____ Extrait du document

-
La volonté de produire du sens
La volonté de produire du sens atteint son but dans la construction du lien social. La relation humaine est la seule chose qui enrichisse véritablement le voyage. Le souci de l’altérité et le partage avec l’autre rendent la navigation désirable et féconde.
La rencontre avec « l’Étoile filante » qui venait du lac de Neuchâtel, en est un bel exemple. Le Zeph a vu « l’Étoile filante » pour la première fois à Αλιμιά – AΛΙΜΙΑ, qui se trouvait dans l’archipel du Dodécanèse.
Voici « l’Étoile filante » dans les eaux de Αλιμιά – AΛΙΜΙΑ :
À la poupe, le vent d’Est faisait battre le pavillon suisse.
La proue, qui était tournée vers le soleil levant, portait l’immatriculation NE 4050, où figuraient les initiales de NEUCHÂTEL.
À l’arrière-plan de la proue de « l’Étoile filante », se profilait la poupe du Zeph, ornée du pavillon tricolore et de l’éolienne, tricolore aussi.

________
____ Données enregistrées

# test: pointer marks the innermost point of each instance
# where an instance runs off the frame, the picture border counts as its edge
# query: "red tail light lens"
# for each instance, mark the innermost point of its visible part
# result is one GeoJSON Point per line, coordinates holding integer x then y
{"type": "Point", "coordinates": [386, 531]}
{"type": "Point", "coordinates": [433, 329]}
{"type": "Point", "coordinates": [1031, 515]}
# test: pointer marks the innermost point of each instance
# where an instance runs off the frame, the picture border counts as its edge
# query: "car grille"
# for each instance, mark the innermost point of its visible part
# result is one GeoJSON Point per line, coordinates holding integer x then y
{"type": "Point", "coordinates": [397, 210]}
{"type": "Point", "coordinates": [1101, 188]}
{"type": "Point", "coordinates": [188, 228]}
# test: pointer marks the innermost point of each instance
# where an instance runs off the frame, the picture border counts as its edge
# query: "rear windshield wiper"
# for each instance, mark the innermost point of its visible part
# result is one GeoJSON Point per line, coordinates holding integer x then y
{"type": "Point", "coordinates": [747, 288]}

________

Poursuivez le récit de la rencontre avec « l'Étoile filante » à la suite de sa dernière phrase. Ces entrées proviennent d'une autre source que l'extrait.

« L’Étoile filante » s’émouvait de la façon dont le Zeph remerciait un ami commun. Le Zeph disait merci avec beaucoup de couleurs et beaucoup de saveurs aussi :
Le geste de la gratitude faisait appel aux produits venus directement du terroir. La star du plat était la courgette ronde, dont il fallait absolument préserver le côté croquant. Les poivrons servaient à enrichir la palette des coloris et à parfumer la préparation.
La recherche du beau fabrique du sens.
« L’Étoile filante » était sous le charme :
À droite de la photo, c’était la fée du logis sur « l’Étoile filante ». À gauche, c’était son barreur. Et à gauche encore, c’était le basilic du Zeph.
La photo a donc été faite à proximité du magnifique giardinetto du Zeph.
Avant de découvrir la fraîcheur des produits dans l’assiette, « l’Étoile filante » a pris le temps d’admirer la splendeur du basilic, qui lui a, par la suite, inspiré une idée géniale.
La vigilance, qui stimule la créativité, apporte du sens.
L’éblouissement ressenti par « L’Étoile filante » l’incitait à délivrer tout de suite le Zeph d’une terrible angoisse. En effet, depuis plusieurs jours, la panne du guindeau du Zeph mettait sérieusement en péril la perspective de prolonger la navigation de celui-ci. L’apéro chez l’ami commun a délié les langues. Tout le monde a entendu la complainte du Zeph. Mais seul le cœur de « l’Étoile filante » a pris la résolution de venir en aide au Zeph concrètement, avec courage et efficacité.
La promptitude à se montrer secourable fait affluer du sens.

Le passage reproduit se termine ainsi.